Write the next part of the text on capital plots and the PAM condition, starting after its last line.

Text section:
+ + +

Rinch country on the left, poor country on the right.
capital.plot_kl_ratio(solsR,labs,solsP,labs,save_in=None,color=True)
Distribution plots
Rich country:
capital.plot_dischange(sol_R1,sol_log[2620],extras=[sol_log[2610],(0.9,1.1)],xrange=(0.8,1.2),
save_in=None,allplots=False,color=True, uc=cr)
Poor country:
capital.plot_dischange(sol_P1,sol_logP[2620],extras=[sol_logP[2610],(0.9,1.1)],xrange=(0.8,1.2),
save_in=None, allplots=False,color=True,uc=cp)
5. PAM condition¶
Does the PAM condition hold? Here I check for the PAM condition, so if lhs-rhs > 0, then PAM holds.
First without substituiting parameters:
x, y, k = sym.var('x, y, k')
R, l, r, A, kappa, p_a, rho, gamma, eta = sym.var('R, l, r, A, kappa, p_a, rho, gamma, eta')
sym.init_printing()
F = r*p_a*A*kappa*(eta*(x*k)**rho + (1- eta)*((l/r)*y)**rho)**(gamma/rho)
lhs = F.diff(x,y)*F.diff(l,r)*F.diff(k,k) - F.diff(x,y)*F.diff(l,k)*F.diff(r,k) - F.diff(x,k)*F.diff(y,k)*F.diff(l,r)

+ + +

Source excerpt:
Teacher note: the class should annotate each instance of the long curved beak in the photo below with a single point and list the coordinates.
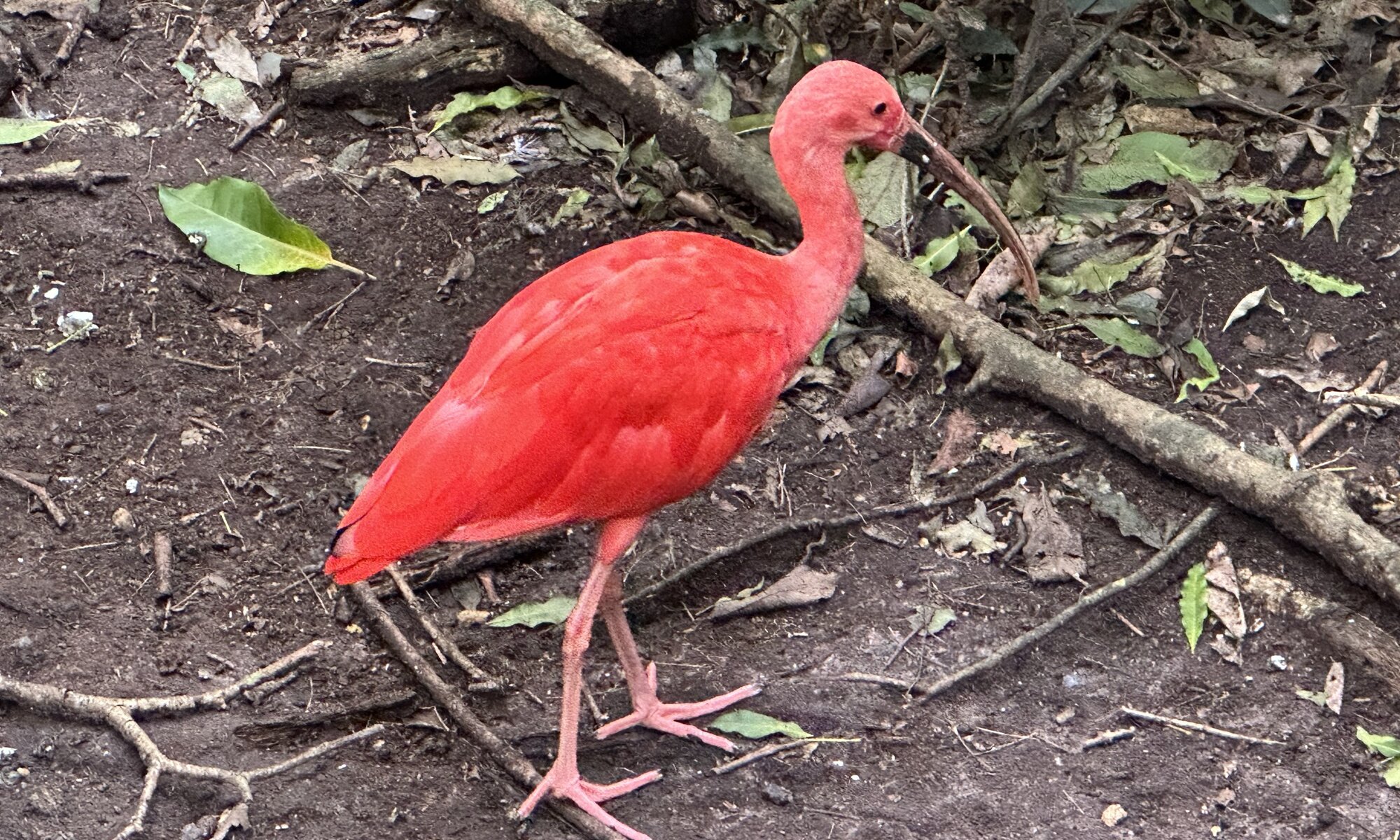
(929, 155)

+ + +

Answer below:
rhs = F.diff(x,r)*F.diff(y,l)*F.diff(k,k) - F.diff(x,r)*F.diff(y,k)*F.diff(l,k) - F.diff(x,k)*F.diff(y,l)*F.diff(r,k)
sym.simplify(lhs-rhs)
Then substituiting all the parameters fixed across countries:
eta = 0.89
rho = 0.25
gamma = 0.5
kappa = 1
F = r*p_a*A*kappa*(eta*(x*k)**rho + (1- eta)*((l/r)*y)**rho)**(gamma/rho)
lhs = F.diff(x,y)*F.diff(l,r)*F.diff(k,k) - F.diff(x,y)*F.diff(l,k)*F.diff(r,k) - F.diff(x,k)*F.diff(y,k)*F.diff(l,r)
rhs = F.diff(x,r)*F.diff(y,l)*F.diff(k,k) - F.diff(x,r)*F.diff(y,k)*F.diff(l,k) - F.diff(x,k)*F.diff(y,l)*F.diff(r,k)
sym.simplify(lhs-rhs)